Point annotation dataset records:
• • •
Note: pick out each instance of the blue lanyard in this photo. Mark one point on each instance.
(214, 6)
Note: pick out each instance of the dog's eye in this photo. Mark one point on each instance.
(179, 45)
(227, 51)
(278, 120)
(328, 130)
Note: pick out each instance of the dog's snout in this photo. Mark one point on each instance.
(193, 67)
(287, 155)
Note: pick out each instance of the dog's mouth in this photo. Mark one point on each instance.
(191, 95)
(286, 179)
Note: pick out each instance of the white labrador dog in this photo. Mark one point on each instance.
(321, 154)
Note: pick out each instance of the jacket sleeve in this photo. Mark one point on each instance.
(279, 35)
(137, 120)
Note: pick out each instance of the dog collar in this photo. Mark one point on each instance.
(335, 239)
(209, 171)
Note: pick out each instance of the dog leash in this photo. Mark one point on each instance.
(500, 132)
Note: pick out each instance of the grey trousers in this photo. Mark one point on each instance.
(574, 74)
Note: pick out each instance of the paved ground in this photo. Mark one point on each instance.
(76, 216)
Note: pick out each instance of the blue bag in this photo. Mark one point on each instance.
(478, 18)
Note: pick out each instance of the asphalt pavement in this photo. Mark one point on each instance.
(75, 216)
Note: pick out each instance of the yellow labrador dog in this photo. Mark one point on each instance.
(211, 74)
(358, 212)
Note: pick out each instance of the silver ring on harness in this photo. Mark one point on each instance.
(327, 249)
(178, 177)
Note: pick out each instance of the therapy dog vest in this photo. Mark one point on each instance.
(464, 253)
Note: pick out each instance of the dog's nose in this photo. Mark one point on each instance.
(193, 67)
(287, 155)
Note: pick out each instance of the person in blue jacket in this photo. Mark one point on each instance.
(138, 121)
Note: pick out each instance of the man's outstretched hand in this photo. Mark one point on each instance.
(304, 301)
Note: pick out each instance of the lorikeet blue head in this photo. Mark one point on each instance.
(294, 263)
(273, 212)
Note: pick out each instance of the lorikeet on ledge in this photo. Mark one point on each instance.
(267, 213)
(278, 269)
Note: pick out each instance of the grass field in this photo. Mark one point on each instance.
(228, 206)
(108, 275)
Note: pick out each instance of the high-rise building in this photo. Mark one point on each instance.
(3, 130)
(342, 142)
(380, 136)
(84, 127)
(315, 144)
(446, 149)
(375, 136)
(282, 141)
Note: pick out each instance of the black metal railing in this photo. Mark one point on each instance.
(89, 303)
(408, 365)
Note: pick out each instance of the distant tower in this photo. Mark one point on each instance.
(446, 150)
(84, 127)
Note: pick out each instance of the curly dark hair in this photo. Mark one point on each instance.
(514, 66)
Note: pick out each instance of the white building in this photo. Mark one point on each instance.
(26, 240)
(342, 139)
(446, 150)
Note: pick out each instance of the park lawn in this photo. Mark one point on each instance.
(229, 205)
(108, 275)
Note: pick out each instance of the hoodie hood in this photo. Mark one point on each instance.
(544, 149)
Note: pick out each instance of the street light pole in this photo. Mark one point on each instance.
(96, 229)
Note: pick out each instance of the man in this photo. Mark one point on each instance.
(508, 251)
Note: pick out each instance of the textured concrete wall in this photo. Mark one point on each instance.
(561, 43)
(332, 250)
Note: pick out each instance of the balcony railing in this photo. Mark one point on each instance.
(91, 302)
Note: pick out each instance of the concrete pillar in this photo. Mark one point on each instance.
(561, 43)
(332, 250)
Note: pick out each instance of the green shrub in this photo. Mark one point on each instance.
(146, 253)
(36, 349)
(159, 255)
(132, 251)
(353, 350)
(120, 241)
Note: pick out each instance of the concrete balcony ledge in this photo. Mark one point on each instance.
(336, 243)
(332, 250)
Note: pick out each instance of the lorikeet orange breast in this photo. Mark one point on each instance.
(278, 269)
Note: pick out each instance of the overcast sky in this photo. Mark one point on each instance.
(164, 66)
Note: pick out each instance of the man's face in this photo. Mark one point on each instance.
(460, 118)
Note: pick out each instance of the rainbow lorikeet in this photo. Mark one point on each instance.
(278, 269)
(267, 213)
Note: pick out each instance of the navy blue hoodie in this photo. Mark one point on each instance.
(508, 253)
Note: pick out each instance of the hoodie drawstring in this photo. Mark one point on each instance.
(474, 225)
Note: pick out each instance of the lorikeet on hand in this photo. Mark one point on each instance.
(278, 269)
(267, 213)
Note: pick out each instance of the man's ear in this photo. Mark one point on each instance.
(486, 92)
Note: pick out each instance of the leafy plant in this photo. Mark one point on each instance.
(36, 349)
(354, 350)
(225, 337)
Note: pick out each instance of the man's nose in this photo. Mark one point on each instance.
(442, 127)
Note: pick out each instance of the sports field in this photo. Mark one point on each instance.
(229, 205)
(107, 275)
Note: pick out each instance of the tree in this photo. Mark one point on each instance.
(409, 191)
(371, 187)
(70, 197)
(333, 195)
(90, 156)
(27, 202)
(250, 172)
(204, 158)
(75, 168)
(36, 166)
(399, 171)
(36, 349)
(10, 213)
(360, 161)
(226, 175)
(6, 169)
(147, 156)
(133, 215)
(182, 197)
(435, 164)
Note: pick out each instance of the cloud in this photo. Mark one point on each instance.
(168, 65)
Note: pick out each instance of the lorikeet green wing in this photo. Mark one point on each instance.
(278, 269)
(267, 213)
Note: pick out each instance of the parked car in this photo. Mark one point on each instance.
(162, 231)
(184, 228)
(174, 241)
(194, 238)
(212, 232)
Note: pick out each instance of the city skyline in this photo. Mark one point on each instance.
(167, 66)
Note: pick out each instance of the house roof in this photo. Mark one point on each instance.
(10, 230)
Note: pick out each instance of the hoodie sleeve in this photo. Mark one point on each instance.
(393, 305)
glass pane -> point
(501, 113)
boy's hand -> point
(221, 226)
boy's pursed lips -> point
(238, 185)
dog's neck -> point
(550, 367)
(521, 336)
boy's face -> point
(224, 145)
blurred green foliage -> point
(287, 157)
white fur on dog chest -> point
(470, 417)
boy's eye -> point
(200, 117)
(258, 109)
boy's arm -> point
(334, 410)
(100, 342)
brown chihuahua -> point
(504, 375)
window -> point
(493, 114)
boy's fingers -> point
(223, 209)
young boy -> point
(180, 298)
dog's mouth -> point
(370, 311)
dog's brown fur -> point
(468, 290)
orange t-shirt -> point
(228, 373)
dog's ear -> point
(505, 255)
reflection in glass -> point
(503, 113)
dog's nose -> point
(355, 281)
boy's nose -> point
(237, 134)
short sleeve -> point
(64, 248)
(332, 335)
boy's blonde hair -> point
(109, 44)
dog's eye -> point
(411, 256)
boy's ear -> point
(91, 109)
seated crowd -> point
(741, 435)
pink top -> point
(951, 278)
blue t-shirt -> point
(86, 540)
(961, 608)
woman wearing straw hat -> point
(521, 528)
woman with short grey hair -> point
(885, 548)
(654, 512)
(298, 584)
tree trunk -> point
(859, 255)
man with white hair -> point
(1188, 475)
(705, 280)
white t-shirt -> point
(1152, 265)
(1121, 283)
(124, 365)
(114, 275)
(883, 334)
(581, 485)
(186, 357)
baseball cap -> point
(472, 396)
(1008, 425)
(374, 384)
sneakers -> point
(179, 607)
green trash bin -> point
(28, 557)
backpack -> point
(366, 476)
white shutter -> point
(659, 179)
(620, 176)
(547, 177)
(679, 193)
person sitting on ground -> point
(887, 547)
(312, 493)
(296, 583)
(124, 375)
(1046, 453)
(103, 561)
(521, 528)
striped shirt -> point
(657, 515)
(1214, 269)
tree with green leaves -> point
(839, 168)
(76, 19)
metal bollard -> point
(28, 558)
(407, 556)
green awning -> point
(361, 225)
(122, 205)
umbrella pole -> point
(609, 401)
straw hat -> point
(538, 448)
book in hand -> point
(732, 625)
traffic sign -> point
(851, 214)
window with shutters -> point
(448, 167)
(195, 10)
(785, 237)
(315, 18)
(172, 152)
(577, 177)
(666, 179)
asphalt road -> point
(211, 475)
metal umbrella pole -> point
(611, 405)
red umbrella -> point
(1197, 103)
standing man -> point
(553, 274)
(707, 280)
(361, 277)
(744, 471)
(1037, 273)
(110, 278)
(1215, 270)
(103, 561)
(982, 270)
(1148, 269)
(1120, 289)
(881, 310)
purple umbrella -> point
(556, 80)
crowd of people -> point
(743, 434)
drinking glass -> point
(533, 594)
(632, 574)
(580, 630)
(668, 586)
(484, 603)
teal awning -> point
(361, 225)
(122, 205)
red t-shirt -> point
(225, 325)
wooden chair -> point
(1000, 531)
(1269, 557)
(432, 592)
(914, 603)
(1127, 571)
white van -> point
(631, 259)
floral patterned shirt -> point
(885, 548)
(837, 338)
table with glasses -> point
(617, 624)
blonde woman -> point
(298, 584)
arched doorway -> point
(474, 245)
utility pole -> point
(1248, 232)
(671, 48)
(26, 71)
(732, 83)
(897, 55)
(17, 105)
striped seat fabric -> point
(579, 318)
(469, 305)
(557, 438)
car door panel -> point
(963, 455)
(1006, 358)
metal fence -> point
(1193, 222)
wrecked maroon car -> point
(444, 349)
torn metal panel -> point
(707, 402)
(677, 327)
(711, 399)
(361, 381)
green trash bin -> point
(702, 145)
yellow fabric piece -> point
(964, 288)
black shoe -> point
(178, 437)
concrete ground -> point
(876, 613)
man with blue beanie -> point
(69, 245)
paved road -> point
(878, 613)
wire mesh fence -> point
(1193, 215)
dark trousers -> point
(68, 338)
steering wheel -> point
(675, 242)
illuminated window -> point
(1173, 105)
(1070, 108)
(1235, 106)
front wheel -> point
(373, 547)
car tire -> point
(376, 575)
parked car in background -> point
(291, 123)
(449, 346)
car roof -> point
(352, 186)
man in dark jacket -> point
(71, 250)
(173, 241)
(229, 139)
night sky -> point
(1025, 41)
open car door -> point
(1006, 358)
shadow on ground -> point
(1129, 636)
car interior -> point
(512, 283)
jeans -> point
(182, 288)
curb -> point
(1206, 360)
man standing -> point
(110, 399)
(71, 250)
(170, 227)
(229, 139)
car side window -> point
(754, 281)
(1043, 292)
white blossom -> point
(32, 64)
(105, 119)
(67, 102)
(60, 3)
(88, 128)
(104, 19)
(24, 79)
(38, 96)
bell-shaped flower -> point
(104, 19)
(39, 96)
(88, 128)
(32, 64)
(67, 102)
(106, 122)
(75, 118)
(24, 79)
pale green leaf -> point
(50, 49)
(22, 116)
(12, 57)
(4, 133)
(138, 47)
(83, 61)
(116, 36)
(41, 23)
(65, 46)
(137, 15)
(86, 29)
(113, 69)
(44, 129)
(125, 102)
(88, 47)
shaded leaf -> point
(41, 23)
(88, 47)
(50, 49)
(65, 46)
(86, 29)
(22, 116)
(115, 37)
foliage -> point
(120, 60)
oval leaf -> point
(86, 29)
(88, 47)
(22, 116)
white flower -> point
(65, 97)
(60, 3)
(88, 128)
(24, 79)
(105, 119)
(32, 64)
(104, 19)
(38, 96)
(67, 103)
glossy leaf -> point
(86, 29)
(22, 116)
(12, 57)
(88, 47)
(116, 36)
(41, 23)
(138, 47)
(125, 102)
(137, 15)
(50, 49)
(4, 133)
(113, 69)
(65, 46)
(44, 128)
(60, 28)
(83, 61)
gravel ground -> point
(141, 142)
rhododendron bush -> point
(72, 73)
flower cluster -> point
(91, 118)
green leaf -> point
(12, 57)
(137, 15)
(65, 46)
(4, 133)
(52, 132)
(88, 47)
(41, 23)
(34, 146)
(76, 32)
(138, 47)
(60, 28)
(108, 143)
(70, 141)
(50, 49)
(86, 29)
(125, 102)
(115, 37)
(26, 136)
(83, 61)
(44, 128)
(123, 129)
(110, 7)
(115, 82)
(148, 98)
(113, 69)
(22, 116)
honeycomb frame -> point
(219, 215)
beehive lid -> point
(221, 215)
• • •
- _PROBLEM DESCRIPTION_:
Repeat word for word the stretch of items from the line containing "flower cluster -> point" through the end of the items.

- _RESULT BELOW_:
flower cluster -> point
(91, 118)
green leaf -> point
(12, 57)
(137, 15)
(65, 46)
(4, 133)
(52, 132)
(88, 47)
(41, 23)
(34, 146)
(76, 32)
(138, 47)
(60, 28)
(108, 143)
(70, 141)
(50, 49)
(86, 29)
(125, 102)
(115, 37)
(26, 136)
(83, 61)
(44, 128)
(123, 129)
(110, 7)
(115, 82)
(148, 98)
(113, 69)
(22, 116)
honeycomb frame -> point
(219, 215)
beehive lid -> point
(221, 215)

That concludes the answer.